## Collected data entries:

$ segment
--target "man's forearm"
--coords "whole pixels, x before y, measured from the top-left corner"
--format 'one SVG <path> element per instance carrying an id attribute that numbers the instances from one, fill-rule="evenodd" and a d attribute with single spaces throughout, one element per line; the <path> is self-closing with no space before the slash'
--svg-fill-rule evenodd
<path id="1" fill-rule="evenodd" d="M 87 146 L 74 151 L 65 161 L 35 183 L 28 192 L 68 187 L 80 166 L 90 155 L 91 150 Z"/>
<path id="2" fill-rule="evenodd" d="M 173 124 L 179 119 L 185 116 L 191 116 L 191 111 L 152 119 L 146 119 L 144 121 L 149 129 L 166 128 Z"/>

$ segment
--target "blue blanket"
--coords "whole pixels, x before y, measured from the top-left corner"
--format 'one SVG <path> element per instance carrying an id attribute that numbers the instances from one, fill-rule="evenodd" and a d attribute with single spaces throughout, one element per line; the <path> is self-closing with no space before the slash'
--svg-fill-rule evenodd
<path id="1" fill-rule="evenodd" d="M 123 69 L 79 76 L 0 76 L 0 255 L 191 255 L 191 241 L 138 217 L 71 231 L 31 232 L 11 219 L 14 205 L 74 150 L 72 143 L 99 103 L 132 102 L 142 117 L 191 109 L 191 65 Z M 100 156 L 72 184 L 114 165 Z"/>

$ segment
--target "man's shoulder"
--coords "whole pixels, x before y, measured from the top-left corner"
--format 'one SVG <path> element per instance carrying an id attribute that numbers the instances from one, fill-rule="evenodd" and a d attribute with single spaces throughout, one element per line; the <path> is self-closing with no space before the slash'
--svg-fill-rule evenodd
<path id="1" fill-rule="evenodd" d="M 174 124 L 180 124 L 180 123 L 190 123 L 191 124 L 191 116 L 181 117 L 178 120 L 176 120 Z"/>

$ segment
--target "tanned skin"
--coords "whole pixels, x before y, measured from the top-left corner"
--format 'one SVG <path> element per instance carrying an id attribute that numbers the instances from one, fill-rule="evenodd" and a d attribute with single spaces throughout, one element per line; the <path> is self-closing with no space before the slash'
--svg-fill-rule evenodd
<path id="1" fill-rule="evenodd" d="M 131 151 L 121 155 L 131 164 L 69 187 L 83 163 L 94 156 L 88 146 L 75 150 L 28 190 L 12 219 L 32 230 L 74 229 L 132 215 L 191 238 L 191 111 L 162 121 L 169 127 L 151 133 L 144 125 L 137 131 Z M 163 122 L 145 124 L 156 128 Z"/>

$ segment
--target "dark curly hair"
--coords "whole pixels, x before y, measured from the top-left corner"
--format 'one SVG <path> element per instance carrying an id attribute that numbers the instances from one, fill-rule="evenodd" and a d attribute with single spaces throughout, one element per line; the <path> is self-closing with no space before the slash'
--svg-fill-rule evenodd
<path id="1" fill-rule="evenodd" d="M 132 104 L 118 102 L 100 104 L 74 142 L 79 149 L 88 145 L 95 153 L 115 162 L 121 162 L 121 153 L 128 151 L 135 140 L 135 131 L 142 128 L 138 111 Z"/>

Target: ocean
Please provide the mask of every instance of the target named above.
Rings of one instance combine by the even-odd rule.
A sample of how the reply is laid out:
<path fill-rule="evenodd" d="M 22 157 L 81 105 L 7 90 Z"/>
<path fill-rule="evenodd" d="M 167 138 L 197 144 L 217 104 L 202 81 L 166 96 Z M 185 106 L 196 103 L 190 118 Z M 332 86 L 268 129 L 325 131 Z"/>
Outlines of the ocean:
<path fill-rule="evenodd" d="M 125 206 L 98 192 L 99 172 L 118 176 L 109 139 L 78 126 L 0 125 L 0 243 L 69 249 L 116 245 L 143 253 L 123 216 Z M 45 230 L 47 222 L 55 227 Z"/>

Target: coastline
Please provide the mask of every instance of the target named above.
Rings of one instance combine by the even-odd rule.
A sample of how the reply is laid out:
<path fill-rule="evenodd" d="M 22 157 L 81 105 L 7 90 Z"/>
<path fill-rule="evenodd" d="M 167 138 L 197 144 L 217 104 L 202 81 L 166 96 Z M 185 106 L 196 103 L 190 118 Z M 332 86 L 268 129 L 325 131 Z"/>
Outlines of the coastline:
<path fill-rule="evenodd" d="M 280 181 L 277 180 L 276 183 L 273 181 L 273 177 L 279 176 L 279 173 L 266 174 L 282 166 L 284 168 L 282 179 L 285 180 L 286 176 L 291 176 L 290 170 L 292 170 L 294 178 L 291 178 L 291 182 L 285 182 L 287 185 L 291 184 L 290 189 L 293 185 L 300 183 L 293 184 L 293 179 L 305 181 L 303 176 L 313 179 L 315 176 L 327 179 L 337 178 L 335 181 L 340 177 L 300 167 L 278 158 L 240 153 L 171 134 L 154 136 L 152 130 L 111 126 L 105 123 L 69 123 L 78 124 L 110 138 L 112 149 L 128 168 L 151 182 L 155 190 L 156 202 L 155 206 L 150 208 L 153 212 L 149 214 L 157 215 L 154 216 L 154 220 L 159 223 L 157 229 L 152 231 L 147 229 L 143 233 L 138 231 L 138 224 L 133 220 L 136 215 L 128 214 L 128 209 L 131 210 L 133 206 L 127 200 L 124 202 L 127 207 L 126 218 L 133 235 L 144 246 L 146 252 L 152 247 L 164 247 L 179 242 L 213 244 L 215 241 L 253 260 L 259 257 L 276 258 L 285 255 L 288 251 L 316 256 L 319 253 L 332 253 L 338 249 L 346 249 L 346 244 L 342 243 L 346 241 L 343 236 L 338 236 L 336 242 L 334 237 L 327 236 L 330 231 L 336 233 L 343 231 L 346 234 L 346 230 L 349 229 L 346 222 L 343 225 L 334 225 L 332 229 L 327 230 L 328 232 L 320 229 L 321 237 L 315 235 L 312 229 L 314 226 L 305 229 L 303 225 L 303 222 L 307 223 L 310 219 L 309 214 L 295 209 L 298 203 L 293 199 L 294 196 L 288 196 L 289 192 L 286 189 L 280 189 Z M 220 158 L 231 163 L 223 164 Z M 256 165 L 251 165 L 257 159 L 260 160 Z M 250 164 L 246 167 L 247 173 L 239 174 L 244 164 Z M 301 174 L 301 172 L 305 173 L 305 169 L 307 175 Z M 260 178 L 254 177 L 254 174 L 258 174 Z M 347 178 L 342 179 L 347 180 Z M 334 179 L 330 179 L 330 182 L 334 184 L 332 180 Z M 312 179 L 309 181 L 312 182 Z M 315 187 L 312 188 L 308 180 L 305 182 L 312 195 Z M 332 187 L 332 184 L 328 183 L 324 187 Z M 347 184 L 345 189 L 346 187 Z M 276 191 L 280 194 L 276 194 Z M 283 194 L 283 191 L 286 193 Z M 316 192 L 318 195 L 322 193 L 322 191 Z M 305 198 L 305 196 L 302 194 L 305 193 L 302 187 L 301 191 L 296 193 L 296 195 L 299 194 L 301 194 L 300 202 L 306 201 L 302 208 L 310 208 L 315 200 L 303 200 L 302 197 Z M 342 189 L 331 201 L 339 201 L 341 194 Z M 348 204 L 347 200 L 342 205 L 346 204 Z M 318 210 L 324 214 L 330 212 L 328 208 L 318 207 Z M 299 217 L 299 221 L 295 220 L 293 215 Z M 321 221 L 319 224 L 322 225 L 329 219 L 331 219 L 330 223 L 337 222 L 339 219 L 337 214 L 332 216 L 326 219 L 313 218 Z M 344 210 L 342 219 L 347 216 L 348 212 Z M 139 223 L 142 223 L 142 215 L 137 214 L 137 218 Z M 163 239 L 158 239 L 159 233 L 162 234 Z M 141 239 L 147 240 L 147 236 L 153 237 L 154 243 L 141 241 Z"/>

## Goal of the exercise:
Resize the lines that begin at the line containing "Target: ocean" and end after the line containing "125 206 L 98", copying them in full, requests included. Multiply only the outline coordinates in the answers by 1.1 and round them to whole numbers with halves rounding up, leaving the requests and their format samples unchanged.

## Correct answer:
Target: ocean
Please provide the mask of every instance of the target named above.
Rings of one instance combine by the even-odd rule.
A sample of how the reply is laid out:
<path fill-rule="evenodd" d="M 22 157 L 81 105 L 7 90 Z"/>
<path fill-rule="evenodd" d="M 167 138 L 197 144 L 217 104 L 202 81 L 166 96 Z M 185 106 L 196 103 L 190 118 Z M 332 86 L 268 129 L 325 131 Z"/>
Outlines of the ocean:
<path fill-rule="evenodd" d="M 138 227 L 108 211 L 109 189 L 130 194 L 120 153 L 86 139 L 0 138 L 0 267 L 76 274 L 128 270 L 157 278 L 135 238 Z M 50 253 L 52 244 L 61 250 Z"/>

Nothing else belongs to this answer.